## Excerpted passage

##########

Other potential causes

These causes are far less common, but could still lead to canine nail infections:

  • Tumors or cancers (melanoma)
  • Immune-mediated diseases
  • Weakened immune system
  • Excessive levels of growth hormone
  • Congenital disorders
  • Neoplasia

Treating your pup’s nail infection

A noticeable nail abnormality should be evaluated by a vet as early as possible to help with any discomfort your pet might be feeling. Your dog’s veterinarian can also prevent the condition from worsening. A veterinarian will be able to diagnose the root cause of infection, properly clean and soothe the infected area, and prescribe any necessary medication or antibiotics for treatment.

Because a dog’s nail is attached to the phalanx bone, sometimes a nail infection can spread into the surrounding muscles, nerves, and bones. In this case, treatment can become much more difficult, and sometimes the infection may become chronic.

👉 If you suspect your doggie is suffering from a nail infection, you shouldn’t try to treat it at home.

Quick and easy ways to prevent nail infections

Give your dog regular nail trims — It’s always a better idea to have a professional clip and file your pup’s nails, and your vet or groomer should be able to provide appointments! Never try to trim your dog’s nails unless you have proper training, experience, and the essential tools (dog-friendly nail clippers or grounders especially).

Go on outdoor walks — Pavement and other hard walking surfaces are some of the greatest natural nail filers out there. Regular activity is not only vital for a happy pup but crucial for optimal paw health.

##########

## Information shown
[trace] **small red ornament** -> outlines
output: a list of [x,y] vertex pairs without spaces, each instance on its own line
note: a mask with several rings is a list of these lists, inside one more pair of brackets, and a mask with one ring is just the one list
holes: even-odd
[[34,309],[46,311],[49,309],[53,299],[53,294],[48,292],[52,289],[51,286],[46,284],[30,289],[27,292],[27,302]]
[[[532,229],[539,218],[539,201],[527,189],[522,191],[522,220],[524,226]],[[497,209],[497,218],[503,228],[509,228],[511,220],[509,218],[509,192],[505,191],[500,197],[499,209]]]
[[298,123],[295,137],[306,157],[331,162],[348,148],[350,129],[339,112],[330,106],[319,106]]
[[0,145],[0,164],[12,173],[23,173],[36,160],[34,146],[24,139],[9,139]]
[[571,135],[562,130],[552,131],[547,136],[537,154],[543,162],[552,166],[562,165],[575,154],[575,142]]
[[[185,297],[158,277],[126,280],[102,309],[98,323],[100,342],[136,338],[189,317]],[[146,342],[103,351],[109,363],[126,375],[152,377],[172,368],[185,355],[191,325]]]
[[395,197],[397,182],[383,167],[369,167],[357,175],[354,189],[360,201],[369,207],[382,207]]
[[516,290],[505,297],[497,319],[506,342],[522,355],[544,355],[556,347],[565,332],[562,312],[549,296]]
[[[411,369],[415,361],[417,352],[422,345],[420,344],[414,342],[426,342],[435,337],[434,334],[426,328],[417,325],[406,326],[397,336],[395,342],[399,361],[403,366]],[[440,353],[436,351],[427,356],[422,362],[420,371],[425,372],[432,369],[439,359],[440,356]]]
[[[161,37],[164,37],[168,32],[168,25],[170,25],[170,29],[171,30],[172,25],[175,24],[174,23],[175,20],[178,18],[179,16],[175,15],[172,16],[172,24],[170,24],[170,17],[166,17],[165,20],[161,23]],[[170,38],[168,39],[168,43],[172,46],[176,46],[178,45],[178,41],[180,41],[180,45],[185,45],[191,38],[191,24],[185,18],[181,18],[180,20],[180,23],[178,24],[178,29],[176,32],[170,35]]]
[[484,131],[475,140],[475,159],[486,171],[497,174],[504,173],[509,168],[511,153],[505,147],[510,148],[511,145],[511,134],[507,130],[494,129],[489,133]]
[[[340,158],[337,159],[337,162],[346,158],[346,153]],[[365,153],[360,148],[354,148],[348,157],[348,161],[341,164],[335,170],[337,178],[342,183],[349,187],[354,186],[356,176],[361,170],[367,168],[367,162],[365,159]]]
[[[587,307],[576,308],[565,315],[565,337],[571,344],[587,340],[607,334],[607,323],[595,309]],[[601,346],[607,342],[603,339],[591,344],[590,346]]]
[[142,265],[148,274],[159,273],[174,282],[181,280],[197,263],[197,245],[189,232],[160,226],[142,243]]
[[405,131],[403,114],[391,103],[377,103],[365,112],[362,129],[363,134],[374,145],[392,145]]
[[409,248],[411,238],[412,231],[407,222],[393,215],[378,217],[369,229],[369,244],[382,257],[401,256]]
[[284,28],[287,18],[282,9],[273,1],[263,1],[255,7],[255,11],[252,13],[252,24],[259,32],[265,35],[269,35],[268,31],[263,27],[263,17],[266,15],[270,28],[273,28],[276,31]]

##########

## Directions for this task
In the text on canine nail infections, which bone is a dog's nail attached to?

## Exercise output
The phalanx bone.